:: Extract to read ::
Like other ventures in the country, the privatisation of state owned enterprises runs into controversies. The policy makers of the time and political parties outside the ruling sphere share responsibility for aborting the divestment bids. While the opposition parties do what they have to, the governments adopt hasty, half-backed and flawed approaches that provide detractors more reasons to make their point. Meanwhile, the bailouts dished to larger PSEs have been costing a lot to the exchequer. The privatisation of mostly overstaffed SOEs with half a million workers cannot be delayed anymore as these entities have accumulated staggering losses of Rs1.3 trillion.  

Not to privatise is not an option in an era of private sector-led economic growth. The private sector organisations cannot compete with public entities owing to availability of resources with the government as compared to private sector and hence distortions in the system occur. In Pakistan the precedents of privatisation of banking and telecom sectors reveal that their divestment made all stakeholders happy. These stakeholders include customers, employees, investors and the government. 

PTCL is often mentioned as a failure whereas its sale in 2006 was well timed in the context of technological shift taking place in those days. Again in terms sale of shares, the organisation stood to gain. Often argument is made that the SOEs like OGDCL should not be privatised as these are running in profit. But while these organisations might be performing better than PIA or Railways, these are still far below optimal performance.

The phased and prioritised privatisation is at the heart of current government’s economic agenda as it vows to do anything to attract investment and upscale country’s ranking in index of doing business ease. Privatisation is a pressing need due to government’s programme of reducing dependence on foreign debts and doing away with subsidies to public sector entities.

:: Exercises ::
[1] According to the privatisation text, why can't the sale of state owned enterprises be delayed any longer? Answer in one to three sentences.
[2] Name every group the privatisation text says was made happy by the divestment of the banking and telecom sectors.
[3] Answer these from the privatisation text:
(a) In what year was PTCL sold?
(b) About how many workers do the state owned enterprises have?
(c) Which two entities are said to perform worse than organisations like OGDCL?
You won't need the listing that comes next for any of this.

:: Raw data ::
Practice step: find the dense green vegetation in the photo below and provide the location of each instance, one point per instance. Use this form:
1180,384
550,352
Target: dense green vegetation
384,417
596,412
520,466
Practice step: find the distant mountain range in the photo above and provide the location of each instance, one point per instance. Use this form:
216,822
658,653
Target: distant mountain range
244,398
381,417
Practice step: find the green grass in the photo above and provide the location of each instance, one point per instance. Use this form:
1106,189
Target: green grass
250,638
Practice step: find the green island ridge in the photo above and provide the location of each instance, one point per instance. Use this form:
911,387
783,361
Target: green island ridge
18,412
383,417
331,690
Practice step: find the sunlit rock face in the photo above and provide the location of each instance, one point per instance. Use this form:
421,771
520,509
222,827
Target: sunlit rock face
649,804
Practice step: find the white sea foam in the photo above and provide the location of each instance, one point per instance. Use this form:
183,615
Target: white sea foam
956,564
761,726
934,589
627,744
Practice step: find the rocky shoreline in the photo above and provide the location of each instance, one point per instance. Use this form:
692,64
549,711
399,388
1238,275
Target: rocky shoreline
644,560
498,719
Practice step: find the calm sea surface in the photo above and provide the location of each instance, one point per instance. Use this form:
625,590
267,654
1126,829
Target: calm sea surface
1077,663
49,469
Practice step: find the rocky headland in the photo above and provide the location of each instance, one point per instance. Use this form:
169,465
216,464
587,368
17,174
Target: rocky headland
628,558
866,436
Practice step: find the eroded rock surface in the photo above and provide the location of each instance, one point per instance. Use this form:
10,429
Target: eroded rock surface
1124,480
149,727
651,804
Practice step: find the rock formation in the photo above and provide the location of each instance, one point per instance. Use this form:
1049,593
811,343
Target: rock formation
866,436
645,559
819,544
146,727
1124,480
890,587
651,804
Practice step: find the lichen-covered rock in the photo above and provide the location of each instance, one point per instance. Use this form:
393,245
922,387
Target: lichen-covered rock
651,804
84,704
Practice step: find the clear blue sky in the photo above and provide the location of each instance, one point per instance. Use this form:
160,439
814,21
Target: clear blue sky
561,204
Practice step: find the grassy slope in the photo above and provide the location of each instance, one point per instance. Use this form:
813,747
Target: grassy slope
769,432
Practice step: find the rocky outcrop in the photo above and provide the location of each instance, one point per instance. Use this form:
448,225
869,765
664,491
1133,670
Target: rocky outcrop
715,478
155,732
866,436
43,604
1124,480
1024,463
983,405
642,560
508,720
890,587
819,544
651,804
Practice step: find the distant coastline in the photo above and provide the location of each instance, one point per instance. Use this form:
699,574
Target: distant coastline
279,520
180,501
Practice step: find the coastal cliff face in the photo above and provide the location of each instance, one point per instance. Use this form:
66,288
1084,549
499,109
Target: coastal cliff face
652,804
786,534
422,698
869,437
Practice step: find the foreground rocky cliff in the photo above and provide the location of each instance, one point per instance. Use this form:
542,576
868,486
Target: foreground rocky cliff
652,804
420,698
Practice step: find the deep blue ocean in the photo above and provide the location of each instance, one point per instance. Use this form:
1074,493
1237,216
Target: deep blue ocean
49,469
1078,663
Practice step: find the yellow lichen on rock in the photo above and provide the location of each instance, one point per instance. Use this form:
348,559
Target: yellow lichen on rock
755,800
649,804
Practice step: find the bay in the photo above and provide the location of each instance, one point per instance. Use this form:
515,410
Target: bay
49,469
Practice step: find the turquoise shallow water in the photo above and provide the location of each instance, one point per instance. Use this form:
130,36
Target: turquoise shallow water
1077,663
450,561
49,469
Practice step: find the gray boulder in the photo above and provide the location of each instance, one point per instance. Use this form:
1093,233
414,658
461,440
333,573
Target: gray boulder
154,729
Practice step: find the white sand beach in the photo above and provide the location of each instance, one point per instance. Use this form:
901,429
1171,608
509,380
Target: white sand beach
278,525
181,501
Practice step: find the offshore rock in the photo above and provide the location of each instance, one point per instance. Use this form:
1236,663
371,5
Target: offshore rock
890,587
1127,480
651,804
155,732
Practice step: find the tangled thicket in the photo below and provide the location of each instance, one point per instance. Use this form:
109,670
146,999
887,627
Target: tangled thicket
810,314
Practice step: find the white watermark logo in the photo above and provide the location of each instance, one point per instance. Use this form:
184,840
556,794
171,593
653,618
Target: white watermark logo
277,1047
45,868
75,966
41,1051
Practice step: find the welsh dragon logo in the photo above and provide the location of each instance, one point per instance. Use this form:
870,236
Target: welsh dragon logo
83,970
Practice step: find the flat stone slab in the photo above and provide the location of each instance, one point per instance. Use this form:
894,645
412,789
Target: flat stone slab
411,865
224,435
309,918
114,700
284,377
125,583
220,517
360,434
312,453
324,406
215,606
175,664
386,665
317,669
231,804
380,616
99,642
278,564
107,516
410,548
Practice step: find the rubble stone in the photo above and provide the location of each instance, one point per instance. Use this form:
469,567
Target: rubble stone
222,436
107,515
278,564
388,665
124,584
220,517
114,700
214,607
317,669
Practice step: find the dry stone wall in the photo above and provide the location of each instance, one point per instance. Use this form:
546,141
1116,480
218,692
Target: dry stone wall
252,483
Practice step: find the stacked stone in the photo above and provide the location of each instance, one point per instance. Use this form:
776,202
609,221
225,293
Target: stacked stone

:: Answers for the exercise ::
[1] These mostly overstaffed enterprises, with half a million workers, have built up staggering losses of Rs1.3 trillion.

[2] Customers, employees, investors and the government.

[3]
(a) 2006
(b) Half a million
(c) PIA and Railways